Podany fragment:

————————

Wtorek, 23 Kwiecień
Imieniny: Ilony, Jerzego, Wojciecha -

Reklama


Reklama

Szczycieńscy rzemieślnicy (cz 1.)


Od stuleci rzemiosło jest nieodłącznym elementem tworzenia się właściwie każdej społeczności. Na naszych terenach na podstawie zachowanych dokumentów i artefaktów, jako pierwsze rozwinęło się kowalstwo i hutnictwo, do których z czasem dołączyło m.in. bednarstwo, garncarstwo, piekarnictwo, piwowarstwo oraz szewstwo i krawiectwo.


  • Data:

Władca i rzemieślnicy

 

„Z łaski bożej my, Jan Zygmunt, margraf Brandenburgii, Świętego Cesarstwa Rzymskiego skarbnik i Wielki Książę Pruski etc., wszem i wobec, a także każdemu z osobna, następcom rzemieślników naszego miasteczka Ortelsburg, parającym się pracą młotem i o utrzymanie ładu i porządku w swoich warsztatach dbającym następujące artykuły do spełnienia, które dobru miasteczka i społeczności całej służyć powinny, łaskawie zatwierdzamy” czytamy w akcie nadanym na początku XVII wieku dla szczycieńskich rzemieślników, a przede wszystkim kowalom.

————————

Zadanie:
Na podstawie tekstu o szczycieńskich rzemieślnikach odpowiedz na trzy pytania i ponumeruj odpowiedzi tak samo:
1. Które rzemiosła rozwinęły się na tych terenach jako pierwsze?
2. Kto zatwierdził artykuły w cytowanym akcie?
3. Kiedy nadano ten akt?
Wykaz, który następuje, jest osobnym materiałem.

————————

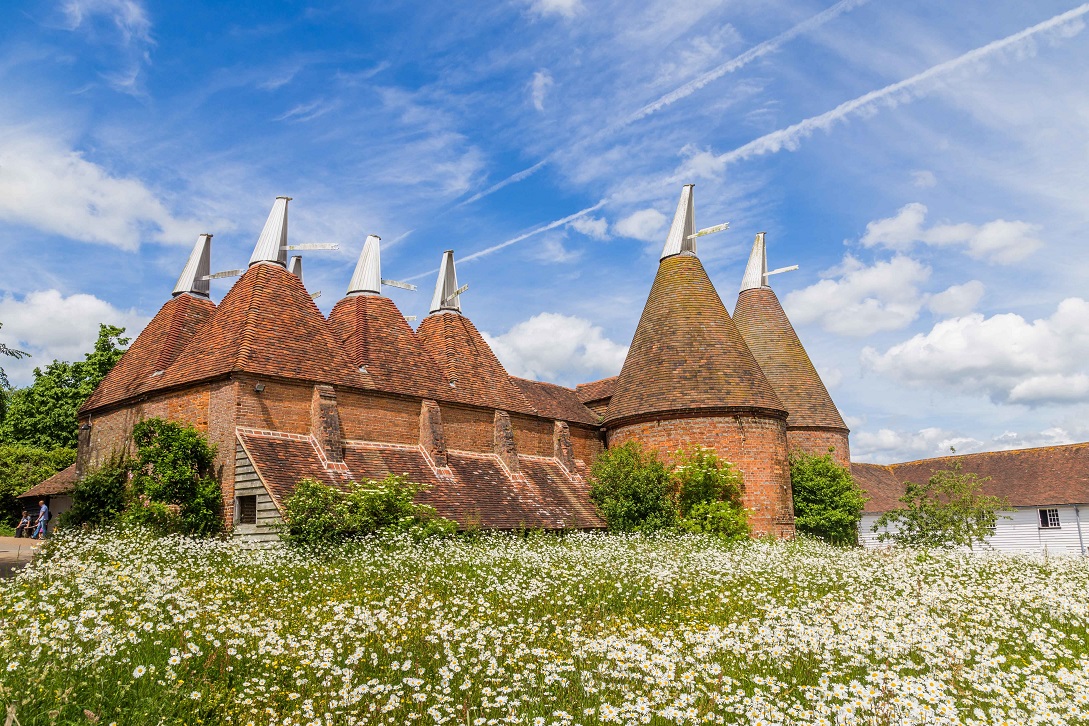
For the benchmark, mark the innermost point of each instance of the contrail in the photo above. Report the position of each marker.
(791, 136)
(513, 241)
(685, 90)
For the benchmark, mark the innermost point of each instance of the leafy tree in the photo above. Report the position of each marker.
(827, 501)
(173, 483)
(949, 511)
(632, 489)
(44, 414)
(99, 497)
(317, 513)
(21, 468)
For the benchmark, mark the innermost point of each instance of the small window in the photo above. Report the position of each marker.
(1049, 518)
(247, 509)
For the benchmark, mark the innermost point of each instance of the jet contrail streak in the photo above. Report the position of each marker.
(685, 90)
(788, 138)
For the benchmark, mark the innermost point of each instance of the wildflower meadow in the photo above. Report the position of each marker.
(541, 630)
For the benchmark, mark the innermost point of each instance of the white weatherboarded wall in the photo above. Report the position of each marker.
(1020, 532)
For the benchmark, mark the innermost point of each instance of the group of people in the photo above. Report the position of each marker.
(37, 529)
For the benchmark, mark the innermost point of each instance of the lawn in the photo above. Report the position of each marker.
(578, 629)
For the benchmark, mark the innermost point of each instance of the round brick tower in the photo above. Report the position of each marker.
(815, 425)
(689, 379)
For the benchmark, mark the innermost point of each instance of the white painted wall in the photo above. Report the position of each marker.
(1020, 532)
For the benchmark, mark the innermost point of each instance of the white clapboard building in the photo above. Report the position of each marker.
(1048, 489)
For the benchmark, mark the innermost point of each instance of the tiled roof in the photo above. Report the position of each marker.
(62, 482)
(374, 334)
(475, 490)
(555, 402)
(468, 363)
(1026, 477)
(267, 324)
(686, 353)
(596, 390)
(770, 336)
(154, 349)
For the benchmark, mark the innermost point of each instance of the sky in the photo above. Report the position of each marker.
(926, 164)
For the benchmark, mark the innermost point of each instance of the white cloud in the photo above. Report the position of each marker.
(1004, 356)
(956, 299)
(995, 242)
(53, 188)
(49, 325)
(596, 228)
(924, 179)
(646, 224)
(863, 299)
(557, 347)
(563, 8)
(542, 81)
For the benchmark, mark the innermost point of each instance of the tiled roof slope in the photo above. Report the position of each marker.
(596, 390)
(62, 482)
(686, 353)
(1026, 477)
(469, 364)
(770, 336)
(474, 490)
(555, 402)
(154, 349)
(267, 324)
(374, 334)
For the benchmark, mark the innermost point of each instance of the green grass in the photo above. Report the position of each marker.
(582, 629)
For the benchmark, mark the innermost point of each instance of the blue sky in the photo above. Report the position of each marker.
(926, 164)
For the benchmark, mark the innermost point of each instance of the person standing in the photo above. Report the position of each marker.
(39, 529)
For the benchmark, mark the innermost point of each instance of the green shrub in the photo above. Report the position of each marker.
(632, 489)
(320, 514)
(99, 497)
(827, 501)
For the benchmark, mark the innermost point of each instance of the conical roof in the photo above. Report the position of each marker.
(770, 336)
(267, 324)
(469, 365)
(158, 345)
(374, 334)
(686, 354)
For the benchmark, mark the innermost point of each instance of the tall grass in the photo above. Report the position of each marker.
(582, 629)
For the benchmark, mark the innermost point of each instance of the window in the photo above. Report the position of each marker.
(1049, 518)
(247, 509)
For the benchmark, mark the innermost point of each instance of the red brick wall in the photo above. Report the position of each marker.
(468, 429)
(756, 445)
(818, 441)
(375, 417)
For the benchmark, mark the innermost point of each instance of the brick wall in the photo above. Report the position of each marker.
(375, 417)
(756, 445)
(818, 441)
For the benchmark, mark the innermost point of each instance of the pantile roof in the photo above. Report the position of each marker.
(770, 336)
(143, 365)
(375, 335)
(1027, 477)
(468, 364)
(555, 402)
(686, 354)
(267, 324)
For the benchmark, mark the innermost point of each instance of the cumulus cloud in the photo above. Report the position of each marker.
(48, 325)
(557, 347)
(863, 299)
(563, 8)
(646, 224)
(1005, 357)
(542, 81)
(53, 188)
(596, 228)
(998, 241)
(956, 299)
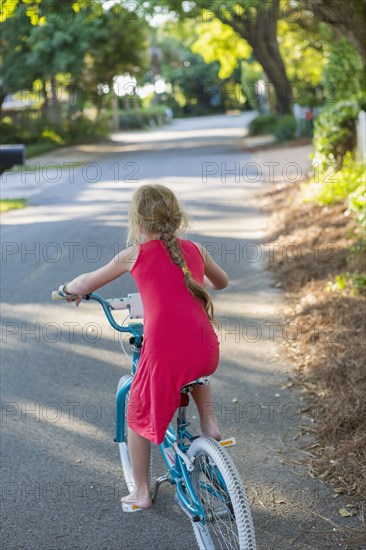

————————

Odpowiedź:
1. Jako pierwsze rozwinęły się kowalstwo i hutnictwo.
2. Zatwierdził je Jan Zygmunt, margraf Brandenburgii i Wielki Książę Pruski.
3. Akt nadano na początku XVII wieku.